WRITTEN REQUEST. Restate the lines of the material below, from the line containing "of the grass" through the line containing "of the stacked" (both included), substituting "activity" for "exercise" and changing nothing else. Return only those lines.

RECORDED INFORMATION.
....................

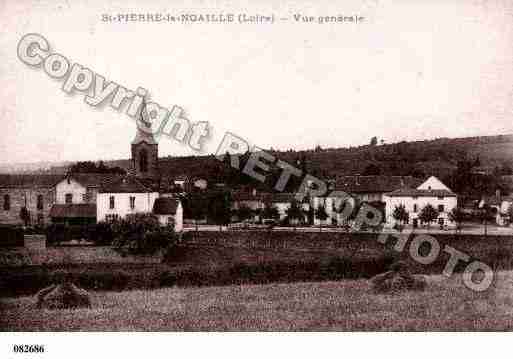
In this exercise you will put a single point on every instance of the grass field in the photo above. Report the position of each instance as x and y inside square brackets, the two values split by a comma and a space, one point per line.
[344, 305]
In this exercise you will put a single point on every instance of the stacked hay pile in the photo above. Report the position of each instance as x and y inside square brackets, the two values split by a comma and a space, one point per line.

....................

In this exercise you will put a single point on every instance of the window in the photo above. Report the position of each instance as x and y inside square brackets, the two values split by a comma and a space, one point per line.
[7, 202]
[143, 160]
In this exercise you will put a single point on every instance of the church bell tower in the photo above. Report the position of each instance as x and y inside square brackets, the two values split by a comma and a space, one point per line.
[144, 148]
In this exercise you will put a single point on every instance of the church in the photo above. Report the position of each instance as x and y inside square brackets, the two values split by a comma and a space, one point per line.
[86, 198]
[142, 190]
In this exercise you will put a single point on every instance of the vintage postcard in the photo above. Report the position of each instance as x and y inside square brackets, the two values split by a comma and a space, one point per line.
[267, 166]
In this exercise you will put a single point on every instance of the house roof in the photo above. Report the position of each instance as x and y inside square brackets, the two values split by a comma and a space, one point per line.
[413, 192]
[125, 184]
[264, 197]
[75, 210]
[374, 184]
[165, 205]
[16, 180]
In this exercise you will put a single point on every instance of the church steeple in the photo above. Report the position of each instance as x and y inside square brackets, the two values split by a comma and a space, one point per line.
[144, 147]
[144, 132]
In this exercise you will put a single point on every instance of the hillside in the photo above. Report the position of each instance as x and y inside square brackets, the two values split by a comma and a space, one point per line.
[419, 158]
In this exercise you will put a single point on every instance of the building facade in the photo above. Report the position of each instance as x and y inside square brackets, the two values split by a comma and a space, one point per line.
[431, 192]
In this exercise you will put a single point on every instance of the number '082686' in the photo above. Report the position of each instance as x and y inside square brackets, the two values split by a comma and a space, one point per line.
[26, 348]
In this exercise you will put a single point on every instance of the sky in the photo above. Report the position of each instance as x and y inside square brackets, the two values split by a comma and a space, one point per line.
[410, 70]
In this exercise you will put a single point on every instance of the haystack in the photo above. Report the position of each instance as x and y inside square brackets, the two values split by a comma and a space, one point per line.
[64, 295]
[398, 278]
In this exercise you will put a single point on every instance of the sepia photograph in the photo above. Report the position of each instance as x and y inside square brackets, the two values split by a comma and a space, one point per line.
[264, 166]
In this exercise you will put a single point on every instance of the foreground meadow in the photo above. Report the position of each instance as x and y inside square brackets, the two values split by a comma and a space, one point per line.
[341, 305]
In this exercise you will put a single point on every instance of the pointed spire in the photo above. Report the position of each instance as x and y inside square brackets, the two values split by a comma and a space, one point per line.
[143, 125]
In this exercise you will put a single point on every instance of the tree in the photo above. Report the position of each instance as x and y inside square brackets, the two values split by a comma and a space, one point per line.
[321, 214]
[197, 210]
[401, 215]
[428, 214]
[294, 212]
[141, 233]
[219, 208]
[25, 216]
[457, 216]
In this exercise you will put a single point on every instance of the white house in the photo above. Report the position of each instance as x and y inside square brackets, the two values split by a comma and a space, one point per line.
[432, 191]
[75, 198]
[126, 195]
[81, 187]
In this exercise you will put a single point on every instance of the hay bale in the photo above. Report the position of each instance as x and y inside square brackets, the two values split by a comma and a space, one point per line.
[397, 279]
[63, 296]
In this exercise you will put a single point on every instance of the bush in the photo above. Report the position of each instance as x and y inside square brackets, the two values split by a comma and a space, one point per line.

....................

PROBLEM SOLUTION.
In this activity you will put a single point on every instance of the grass field in the photo above. Report the position of each instance as x and y inside square brackets, the two values split by a comma and a space, one point per line.
[344, 305]
In this activity you will put a single point on every instance of the stacked hay pile in the photo above. Report the position of each instance as x and y inside square brackets, the two values split by a comma and a space, one point per line.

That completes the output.